E tanto e’ da ritenersi anche la’ dove, in grado di appello, si contesti integralmente la pretesa attorea di risarcimento del danno e se ne richieda il rigetto, cio’ palesandosi come piu’ ampia richiesta idonea a ricomprendere, sia pure implicitamente, la richiesta di riduzione della somma che il primo giudice aveva gia’ riconosciuta, al medesimo titolo, in favore della parte attrice (v., segnatamente, Cass. n. 22595/2009, citata), senza che, per cio’ stesso, vengano, quindi, alterati gli elementi identificativi della promossa azione risarcitoria (alterazione che, del resto, non e’ affatto ravvisabile nella specie alla stregua del tenore degli appelli proposti dalla Regione Campania e dalla Gestione Liquidatoria, come risulta sia dalla sentenza impugnata – cfr. pp. 4 e 5 – sia dal ricorso – cfr. pp. 12 e 13 – la’ dove sono riportate le doglianze dei medesimi appellanti).

### Raccolta di dati
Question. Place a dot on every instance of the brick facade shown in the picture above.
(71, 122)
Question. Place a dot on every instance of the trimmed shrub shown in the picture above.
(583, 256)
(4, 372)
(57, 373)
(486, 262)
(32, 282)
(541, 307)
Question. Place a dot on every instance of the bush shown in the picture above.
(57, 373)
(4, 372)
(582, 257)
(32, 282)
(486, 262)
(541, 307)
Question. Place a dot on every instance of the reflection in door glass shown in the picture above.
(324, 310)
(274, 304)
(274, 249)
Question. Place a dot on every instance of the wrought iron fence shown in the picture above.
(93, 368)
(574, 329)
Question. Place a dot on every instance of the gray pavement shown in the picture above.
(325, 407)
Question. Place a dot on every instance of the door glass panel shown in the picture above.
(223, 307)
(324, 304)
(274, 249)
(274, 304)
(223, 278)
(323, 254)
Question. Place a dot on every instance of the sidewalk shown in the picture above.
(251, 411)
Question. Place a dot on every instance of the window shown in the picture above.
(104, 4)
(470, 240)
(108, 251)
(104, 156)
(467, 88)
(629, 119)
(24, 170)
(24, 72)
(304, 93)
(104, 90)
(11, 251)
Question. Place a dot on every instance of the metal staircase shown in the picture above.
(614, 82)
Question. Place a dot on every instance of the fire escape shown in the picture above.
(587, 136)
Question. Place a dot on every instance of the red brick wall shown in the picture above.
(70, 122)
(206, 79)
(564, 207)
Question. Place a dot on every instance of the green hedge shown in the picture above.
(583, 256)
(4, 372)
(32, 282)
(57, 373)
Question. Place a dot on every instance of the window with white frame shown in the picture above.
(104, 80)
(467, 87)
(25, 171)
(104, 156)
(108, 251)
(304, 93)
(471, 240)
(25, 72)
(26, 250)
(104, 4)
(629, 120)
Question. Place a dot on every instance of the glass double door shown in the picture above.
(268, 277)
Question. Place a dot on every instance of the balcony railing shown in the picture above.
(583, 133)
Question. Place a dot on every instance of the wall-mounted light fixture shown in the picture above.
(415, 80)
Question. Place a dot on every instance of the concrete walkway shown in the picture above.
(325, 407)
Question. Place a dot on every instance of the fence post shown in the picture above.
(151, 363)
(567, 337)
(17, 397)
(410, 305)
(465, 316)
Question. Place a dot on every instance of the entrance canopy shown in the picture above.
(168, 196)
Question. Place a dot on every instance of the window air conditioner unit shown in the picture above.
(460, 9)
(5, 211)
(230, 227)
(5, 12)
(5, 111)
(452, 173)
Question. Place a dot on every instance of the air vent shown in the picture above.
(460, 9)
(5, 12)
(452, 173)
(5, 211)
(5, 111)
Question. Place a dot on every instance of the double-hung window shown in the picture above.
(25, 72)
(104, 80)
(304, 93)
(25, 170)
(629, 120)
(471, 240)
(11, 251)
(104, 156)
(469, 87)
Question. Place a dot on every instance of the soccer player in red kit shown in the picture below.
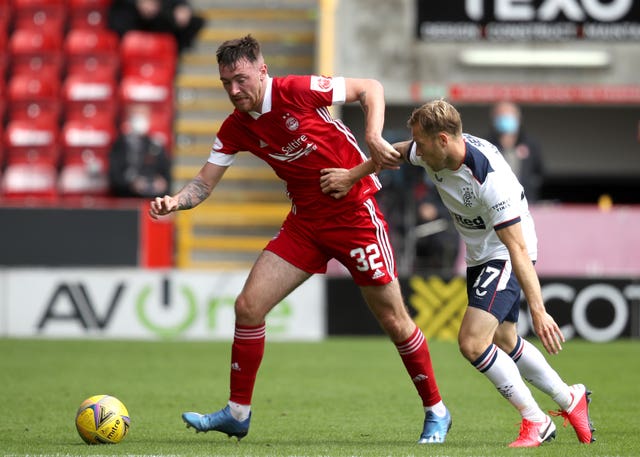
(285, 122)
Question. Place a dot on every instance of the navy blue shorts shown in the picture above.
(494, 288)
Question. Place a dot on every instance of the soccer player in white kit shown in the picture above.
(491, 214)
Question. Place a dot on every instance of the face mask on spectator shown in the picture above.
(139, 124)
(506, 123)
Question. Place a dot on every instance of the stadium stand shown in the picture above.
(88, 14)
(85, 148)
(92, 52)
(61, 84)
(31, 157)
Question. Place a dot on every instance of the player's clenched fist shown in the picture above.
(162, 206)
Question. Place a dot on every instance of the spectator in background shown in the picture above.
(437, 240)
(520, 150)
(139, 166)
(166, 16)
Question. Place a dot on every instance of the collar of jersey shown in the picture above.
(266, 100)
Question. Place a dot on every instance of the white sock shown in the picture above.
(502, 371)
(535, 369)
(238, 411)
(438, 409)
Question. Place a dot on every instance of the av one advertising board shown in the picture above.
(145, 304)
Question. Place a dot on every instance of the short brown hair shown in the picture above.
(437, 116)
(231, 51)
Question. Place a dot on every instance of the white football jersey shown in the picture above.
(482, 195)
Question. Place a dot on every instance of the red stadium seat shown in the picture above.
(85, 98)
(50, 15)
(93, 52)
(31, 98)
(5, 16)
(85, 158)
(149, 55)
(88, 14)
(32, 155)
(36, 52)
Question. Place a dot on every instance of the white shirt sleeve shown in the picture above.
(339, 90)
(219, 158)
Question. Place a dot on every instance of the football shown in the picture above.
(102, 419)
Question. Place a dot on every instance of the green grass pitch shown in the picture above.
(341, 397)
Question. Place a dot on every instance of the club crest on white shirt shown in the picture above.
(321, 83)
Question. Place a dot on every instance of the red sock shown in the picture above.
(415, 355)
(246, 354)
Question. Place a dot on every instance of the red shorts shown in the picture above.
(358, 239)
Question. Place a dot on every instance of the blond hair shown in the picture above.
(437, 116)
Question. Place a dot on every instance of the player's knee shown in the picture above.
(246, 312)
(469, 348)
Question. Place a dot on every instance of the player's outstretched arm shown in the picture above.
(370, 94)
(543, 324)
(338, 181)
(192, 194)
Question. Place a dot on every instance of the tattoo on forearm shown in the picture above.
(193, 194)
(362, 96)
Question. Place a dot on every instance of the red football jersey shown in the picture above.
(296, 135)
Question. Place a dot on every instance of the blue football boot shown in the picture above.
(435, 428)
(220, 421)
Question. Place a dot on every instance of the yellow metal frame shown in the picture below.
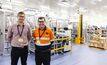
(80, 38)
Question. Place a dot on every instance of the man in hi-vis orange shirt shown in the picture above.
(43, 36)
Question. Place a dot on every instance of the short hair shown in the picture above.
(41, 19)
(21, 12)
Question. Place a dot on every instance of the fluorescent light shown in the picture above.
(45, 7)
(64, 4)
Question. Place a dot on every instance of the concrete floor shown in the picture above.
(80, 55)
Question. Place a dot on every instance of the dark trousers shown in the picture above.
(17, 53)
(42, 57)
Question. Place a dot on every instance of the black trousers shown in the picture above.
(42, 57)
(17, 53)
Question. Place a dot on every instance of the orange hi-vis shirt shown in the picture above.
(46, 37)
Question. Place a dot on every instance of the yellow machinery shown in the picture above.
(80, 39)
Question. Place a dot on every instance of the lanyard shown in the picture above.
(42, 33)
(20, 33)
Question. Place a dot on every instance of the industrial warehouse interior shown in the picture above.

### Obiettivo A
Ricopia fedelmente il testo sulla domanda di risarcimento in appello da "E tanto e’ da" a "dei medesimi appellanti).".
### Obiettivo B
Secondo il testo sulla domanda di risarcimento in appello, chi ha proposto gli appelli?
### Obiettivo C
Riprendi il testo sulla domanda di risarcimento in appello e proseguilo dopo la sua ultima frase.
Il materiale non è necessario.

### Risposta A
E tanto e’ da ritenersi anche la’ dove, in grado di appello, si contesti integralmente la pretesa attorea di risarcimento del danno e se ne richieda il rigetto, cio’ palesandosi come piu’ ampia richiesta idonea a ricomprendere, sia pure implicitamente, la richiesta di riduzione della somma che il primo giudice aveva gia’ riconosciuta, al medesimo titolo, in favore della parte attrice (v., segnatamente, Cass. n. 22595/2009, citata), senza che, per cio’ stesso, vengano, quindi, alterati gli elementi identificativi della promossa azione risarcitoria (alterazione che, del resto, non e’ affatto ravvisabile nella specie alla stregua del tenore degli appelli proposti dalla Regione Campania e dalla Gestione Liquidatoria, come risulta sia dalla sentenza impugnata – cfr. pp. 4 e 5 – sia dal ricorso – cfr. pp. 12 e 13 – la’ dove sono riportate le doglianze dei medesimi appellanti).

### Risposta B
La Regione Campania e la Gestione Liquidatoria.

### Risposta C
1.1.2. – E’, poi, inammissibile (prima ancora che manifestamente infondata per le ragioni gia’ evidenziate) la censura di violazione dell’articolo 342 c.p.c., che i ricorrenti hanno proposto con la memoria ex articolo 378 c.p.c., la quale ha solo funzione illustrativa dei motivi di ricorso e non gia’ integrativa e/o emendativa degli stessi (tra le molte: Cass. n. 5000/1986; Cass. n. 26670/2014; Cass. n. 26332/2016; Cass. n. 8939/2021).
2. – Con il secondo mezzo e’ dedotta, ai sensi dell’articolo 360 c.p.c., comma 1, n. 5, “omessa valutazione di un fatto decisivo della controversia… laddove il Giudice dell’appello ha omesso di valutare che il Giudice del primo grado aveva invece considerato le prospettive di vita del de cuius ai fini della valutazione del danno”.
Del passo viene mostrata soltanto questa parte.